Dataset records:

____________________

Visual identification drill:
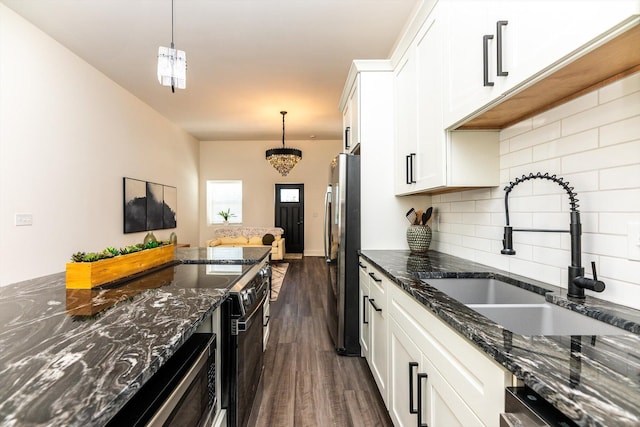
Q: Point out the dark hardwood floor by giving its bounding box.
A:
[250,257,392,427]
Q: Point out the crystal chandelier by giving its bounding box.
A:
[158,0,187,92]
[266,111,302,176]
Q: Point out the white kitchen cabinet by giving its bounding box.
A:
[358,258,371,359]
[389,316,482,427]
[367,269,392,405]
[388,284,512,427]
[342,81,360,153]
[394,5,499,195]
[439,0,640,128]
[340,60,393,153]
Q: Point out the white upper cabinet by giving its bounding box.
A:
[340,60,393,153]
[439,0,640,128]
[394,5,499,195]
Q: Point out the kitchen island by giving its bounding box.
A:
[0,248,269,426]
[361,250,640,426]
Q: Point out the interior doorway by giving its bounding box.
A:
[275,184,304,254]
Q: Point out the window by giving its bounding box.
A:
[207,181,242,225]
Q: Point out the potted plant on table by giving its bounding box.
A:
[218,208,236,224]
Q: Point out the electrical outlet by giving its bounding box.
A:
[16,214,33,227]
[627,222,640,261]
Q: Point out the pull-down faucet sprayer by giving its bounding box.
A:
[500,172,605,299]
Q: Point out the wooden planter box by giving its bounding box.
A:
[67,245,175,289]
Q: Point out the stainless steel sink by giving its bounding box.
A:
[422,278,545,304]
[468,303,628,335]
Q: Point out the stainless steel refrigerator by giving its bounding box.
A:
[324,154,360,356]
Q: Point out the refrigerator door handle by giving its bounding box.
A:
[323,188,331,262]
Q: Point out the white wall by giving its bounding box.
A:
[0,4,198,284]
[432,73,640,309]
[199,140,342,256]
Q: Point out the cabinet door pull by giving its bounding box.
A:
[362,295,369,325]
[411,153,416,184]
[369,298,382,311]
[482,34,493,86]
[417,373,429,427]
[496,21,509,76]
[369,271,382,283]
[409,362,418,414]
[344,126,351,150]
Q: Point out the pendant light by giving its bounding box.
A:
[266,111,302,176]
[158,0,187,92]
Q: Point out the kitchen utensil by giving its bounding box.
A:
[422,207,433,225]
[406,208,416,224]
[413,211,422,225]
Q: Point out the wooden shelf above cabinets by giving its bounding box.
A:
[456,24,640,130]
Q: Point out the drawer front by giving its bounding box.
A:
[389,286,512,425]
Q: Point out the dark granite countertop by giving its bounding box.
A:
[362,250,640,426]
[0,248,268,426]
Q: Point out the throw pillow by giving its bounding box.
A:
[262,233,276,246]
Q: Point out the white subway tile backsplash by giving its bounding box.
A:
[462,212,491,225]
[579,188,640,212]
[582,233,628,260]
[598,72,640,104]
[562,140,640,174]
[432,73,640,309]
[598,212,640,236]
[600,115,640,147]
[532,92,598,126]
[509,122,561,152]
[533,246,571,268]
[451,200,476,212]
[600,165,640,190]
[562,92,640,135]
[500,119,533,141]
[500,148,533,168]
[533,129,598,161]
[598,256,640,286]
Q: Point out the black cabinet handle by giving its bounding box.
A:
[409,362,418,414]
[362,295,369,325]
[482,34,493,86]
[344,126,351,150]
[369,271,382,283]
[418,373,429,427]
[411,153,416,184]
[496,21,509,76]
[369,298,382,311]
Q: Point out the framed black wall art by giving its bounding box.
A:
[122,177,178,233]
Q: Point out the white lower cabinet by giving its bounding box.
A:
[360,262,513,427]
[358,258,371,359]
[367,268,393,404]
[389,317,483,427]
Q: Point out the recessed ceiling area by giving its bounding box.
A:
[0,0,418,141]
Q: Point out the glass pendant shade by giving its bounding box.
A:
[158,46,187,89]
[266,111,302,176]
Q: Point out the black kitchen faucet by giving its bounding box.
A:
[500,172,605,299]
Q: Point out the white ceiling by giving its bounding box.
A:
[0,0,419,141]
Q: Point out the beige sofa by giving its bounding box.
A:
[207,225,285,261]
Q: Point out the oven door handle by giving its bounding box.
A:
[238,292,268,332]
[146,338,213,426]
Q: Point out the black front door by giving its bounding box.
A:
[275,184,304,253]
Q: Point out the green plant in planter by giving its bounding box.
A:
[71,241,169,262]
[218,208,236,221]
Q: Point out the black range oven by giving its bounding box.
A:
[222,263,271,427]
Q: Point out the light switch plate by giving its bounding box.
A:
[627,222,640,261]
[16,214,33,227]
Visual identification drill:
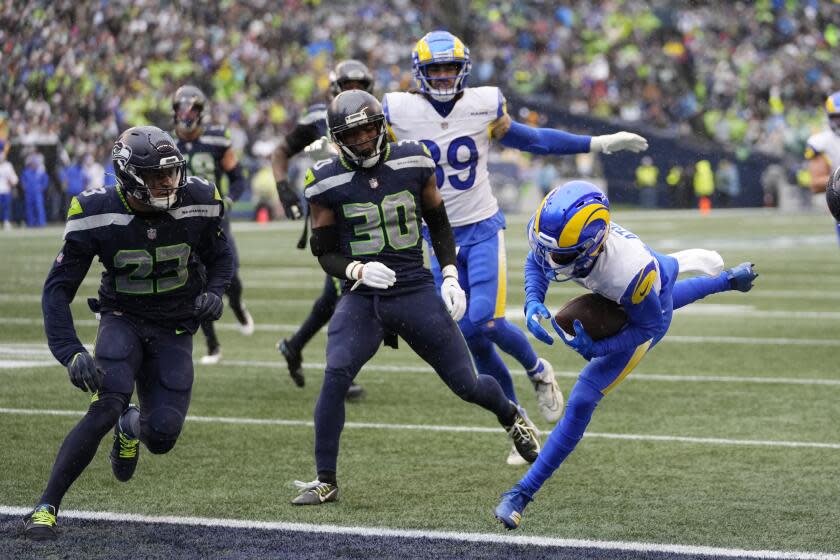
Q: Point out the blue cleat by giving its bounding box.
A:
[495,484,533,530]
[726,263,758,292]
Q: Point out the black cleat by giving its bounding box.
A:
[344,383,365,401]
[277,338,306,387]
[111,405,140,482]
[23,504,58,541]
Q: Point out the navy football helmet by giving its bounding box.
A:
[528,181,610,282]
[327,89,388,167]
[111,126,187,210]
[330,60,374,97]
[172,85,207,134]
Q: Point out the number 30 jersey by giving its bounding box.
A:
[304,141,435,295]
[382,86,507,227]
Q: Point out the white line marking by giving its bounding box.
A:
[0,506,840,560]
[0,408,840,449]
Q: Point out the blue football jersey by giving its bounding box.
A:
[304,141,435,295]
[60,177,229,332]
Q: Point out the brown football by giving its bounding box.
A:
[554,294,627,340]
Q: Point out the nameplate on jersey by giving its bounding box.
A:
[385,156,435,170]
[167,204,222,220]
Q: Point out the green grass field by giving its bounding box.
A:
[0,211,840,553]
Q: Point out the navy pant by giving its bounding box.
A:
[40,313,193,510]
[315,285,513,476]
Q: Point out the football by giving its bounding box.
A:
[554,294,627,340]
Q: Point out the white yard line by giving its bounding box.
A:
[0,408,840,450]
[0,505,840,560]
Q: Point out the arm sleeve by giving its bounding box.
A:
[592,261,663,356]
[525,251,548,308]
[286,124,320,157]
[198,210,233,297]
[226,163,247,201]
[423,201,456,268]
[500,121,592,155]
[41,241,94,366]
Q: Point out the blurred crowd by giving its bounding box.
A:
[0,0,840,223]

____________________

Challenge: Set down exactly what runs from the line with "Q: Point out the black cleat" to the last line of the data above, including both of those lines and no others.

The solution:
Q: Point out the black cleat by giving its bounding box.
A:
[344,383,365,401]
[277,338,306,387]
[111,405,140,482]
[23,504,58,541]
Q: Point out the navy football helmet by giving its bounding box.
A:
[528,181,610,282]
[327,89,388,167]
[111,126,187,210]
[330,60,374,97]
[172,85,207,134]
Q: Point out the number 30 jersey by giving its bounding box.
A:
[304,141,435,295]
[382,86,507,227]
Q: Point out the white line marking by giving its bounding box.
A:
[0,506,840,560]
[0,408,840,449]
Q: Point out the blue football jersey by giving its bounding box.
A:
[304,141,435,295]
[60,177,229,332]
Q: Point out the brown football by giving its bounding box.
A:
[554,294,627,340]
Q: Point out the nameplate on jersey by giving its bounding box.
A:
[385,156,435,170]
[167,204,222,220]
Q: Point out the green grass field by giving its bounding box.
A:
[0,211,840,553]
Q: Point out the navy pant by giving its bounding box.
A:
[40,313,193,510]
[315,285,513,476]
Q: Point out the football by giving its bounding box.
A:
[554,294,627,340]
Q: Point out the white yard line by giving its bounding box.
A:
[0,408,840,450]
[0,505,840,560]
Q: Point out the arm sleeve by giving its bounding box.
A:
[592,261,663,356]
[525,251,548,308]
[286,124,320,157]
[198,210,233,297]
[226,163,247,201]
[423,201,456,268]
[500,121,592,155]
[41,241,94,366]
Q: Point out the blurred crowd by giving its bounding box.
A:
[0,0,840,223]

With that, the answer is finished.